Data for the task -
= = =

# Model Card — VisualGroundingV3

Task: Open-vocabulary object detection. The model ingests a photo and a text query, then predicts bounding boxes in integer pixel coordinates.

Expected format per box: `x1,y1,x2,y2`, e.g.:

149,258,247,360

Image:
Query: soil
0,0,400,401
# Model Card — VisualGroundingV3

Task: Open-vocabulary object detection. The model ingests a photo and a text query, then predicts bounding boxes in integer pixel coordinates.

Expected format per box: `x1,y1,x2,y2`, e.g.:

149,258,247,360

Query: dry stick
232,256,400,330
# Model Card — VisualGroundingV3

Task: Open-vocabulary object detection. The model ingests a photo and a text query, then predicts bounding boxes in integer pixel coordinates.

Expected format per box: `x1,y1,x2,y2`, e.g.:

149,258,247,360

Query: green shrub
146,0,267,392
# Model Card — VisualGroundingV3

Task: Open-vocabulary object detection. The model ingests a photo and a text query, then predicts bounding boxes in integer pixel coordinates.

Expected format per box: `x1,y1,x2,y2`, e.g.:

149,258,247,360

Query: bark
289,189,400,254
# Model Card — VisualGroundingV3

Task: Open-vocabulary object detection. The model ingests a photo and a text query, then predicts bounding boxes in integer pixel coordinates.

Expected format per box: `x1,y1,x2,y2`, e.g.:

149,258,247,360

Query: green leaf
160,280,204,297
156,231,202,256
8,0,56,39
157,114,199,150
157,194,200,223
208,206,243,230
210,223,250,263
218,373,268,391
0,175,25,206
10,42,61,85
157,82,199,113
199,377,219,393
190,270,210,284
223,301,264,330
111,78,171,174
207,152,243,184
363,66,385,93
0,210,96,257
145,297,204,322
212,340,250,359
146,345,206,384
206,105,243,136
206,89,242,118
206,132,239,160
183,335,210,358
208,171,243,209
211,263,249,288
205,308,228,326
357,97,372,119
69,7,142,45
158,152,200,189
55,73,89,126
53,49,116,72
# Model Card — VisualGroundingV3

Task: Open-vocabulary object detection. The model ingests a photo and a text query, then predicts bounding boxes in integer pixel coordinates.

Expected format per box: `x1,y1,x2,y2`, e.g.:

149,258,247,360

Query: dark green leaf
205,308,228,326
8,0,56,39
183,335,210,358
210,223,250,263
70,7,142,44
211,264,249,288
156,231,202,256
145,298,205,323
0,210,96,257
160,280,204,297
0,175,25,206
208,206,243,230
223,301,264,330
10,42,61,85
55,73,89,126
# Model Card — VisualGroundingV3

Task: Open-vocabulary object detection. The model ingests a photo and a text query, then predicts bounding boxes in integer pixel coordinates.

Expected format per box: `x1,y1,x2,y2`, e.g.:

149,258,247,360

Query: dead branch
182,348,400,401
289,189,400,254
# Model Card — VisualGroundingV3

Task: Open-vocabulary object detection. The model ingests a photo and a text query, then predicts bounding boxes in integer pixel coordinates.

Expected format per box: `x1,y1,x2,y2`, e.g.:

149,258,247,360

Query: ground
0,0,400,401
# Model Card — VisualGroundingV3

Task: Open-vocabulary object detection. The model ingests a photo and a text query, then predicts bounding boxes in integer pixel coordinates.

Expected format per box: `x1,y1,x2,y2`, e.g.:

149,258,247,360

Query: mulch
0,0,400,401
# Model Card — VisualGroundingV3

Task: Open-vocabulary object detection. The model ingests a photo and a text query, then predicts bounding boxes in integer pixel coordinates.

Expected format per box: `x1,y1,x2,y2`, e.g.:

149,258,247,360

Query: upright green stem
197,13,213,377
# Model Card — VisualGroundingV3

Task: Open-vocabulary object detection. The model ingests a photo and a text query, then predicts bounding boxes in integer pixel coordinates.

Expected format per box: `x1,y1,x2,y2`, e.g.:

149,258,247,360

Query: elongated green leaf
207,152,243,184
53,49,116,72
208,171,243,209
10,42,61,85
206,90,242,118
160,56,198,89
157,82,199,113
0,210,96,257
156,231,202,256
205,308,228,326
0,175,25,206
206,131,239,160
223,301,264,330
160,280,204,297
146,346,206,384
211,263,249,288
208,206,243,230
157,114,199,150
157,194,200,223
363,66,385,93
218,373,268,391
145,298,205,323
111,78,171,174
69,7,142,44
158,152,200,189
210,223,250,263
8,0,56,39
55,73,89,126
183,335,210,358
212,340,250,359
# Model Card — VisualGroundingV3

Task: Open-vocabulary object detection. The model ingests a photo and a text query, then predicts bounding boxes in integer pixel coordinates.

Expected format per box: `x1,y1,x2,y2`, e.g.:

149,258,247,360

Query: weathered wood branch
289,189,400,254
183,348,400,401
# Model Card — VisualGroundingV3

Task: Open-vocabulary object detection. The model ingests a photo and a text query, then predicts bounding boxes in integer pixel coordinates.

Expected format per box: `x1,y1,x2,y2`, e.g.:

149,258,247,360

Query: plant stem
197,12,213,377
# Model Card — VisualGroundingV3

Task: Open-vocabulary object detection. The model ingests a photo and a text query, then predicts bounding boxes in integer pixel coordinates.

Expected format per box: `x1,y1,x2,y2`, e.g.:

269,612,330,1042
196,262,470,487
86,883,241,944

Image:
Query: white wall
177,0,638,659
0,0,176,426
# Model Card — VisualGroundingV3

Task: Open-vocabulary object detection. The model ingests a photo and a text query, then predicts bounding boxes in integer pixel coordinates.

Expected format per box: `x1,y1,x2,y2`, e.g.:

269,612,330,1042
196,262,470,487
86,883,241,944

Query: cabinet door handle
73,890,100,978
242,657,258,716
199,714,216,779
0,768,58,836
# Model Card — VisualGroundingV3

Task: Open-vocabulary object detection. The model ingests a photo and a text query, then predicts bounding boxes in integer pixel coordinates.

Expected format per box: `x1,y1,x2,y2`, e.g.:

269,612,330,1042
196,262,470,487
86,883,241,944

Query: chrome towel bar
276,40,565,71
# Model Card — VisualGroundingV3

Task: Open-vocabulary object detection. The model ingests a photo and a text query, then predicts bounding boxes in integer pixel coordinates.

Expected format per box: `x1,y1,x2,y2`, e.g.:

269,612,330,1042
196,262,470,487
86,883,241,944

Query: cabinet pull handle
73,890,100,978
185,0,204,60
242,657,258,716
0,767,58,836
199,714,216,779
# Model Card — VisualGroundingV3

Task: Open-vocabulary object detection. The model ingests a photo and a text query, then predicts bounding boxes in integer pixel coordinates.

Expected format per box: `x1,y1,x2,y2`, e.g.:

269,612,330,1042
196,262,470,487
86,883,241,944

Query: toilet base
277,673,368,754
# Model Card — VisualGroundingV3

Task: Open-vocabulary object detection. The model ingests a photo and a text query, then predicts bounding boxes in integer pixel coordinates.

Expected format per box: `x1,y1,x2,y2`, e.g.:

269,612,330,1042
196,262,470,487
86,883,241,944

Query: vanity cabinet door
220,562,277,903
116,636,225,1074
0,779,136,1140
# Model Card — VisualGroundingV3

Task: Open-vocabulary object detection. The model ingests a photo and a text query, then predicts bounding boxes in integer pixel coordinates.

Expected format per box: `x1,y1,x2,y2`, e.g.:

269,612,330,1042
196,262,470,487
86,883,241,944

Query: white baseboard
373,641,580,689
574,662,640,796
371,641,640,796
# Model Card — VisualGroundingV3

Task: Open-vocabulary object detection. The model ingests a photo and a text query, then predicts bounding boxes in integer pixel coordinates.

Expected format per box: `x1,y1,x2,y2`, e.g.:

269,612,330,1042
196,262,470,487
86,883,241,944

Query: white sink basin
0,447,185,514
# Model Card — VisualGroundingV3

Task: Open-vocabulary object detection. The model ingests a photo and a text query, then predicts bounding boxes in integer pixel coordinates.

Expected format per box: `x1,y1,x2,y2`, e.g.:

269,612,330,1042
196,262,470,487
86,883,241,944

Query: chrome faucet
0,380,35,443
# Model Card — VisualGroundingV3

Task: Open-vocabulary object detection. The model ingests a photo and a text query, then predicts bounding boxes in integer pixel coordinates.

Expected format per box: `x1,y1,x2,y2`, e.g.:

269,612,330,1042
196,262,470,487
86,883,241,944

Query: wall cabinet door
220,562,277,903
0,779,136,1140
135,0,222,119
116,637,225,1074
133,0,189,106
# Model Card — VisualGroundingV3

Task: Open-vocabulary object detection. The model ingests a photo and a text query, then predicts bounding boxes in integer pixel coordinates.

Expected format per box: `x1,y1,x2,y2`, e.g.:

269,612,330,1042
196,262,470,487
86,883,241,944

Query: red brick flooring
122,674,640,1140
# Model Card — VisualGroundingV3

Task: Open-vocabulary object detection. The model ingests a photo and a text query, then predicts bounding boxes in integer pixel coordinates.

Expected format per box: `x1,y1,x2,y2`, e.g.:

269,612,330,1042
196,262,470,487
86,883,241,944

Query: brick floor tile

= = =

Aim of the exercise -
State how many lines of the records above contain the word "wall". Give only the number.

Written solution -
2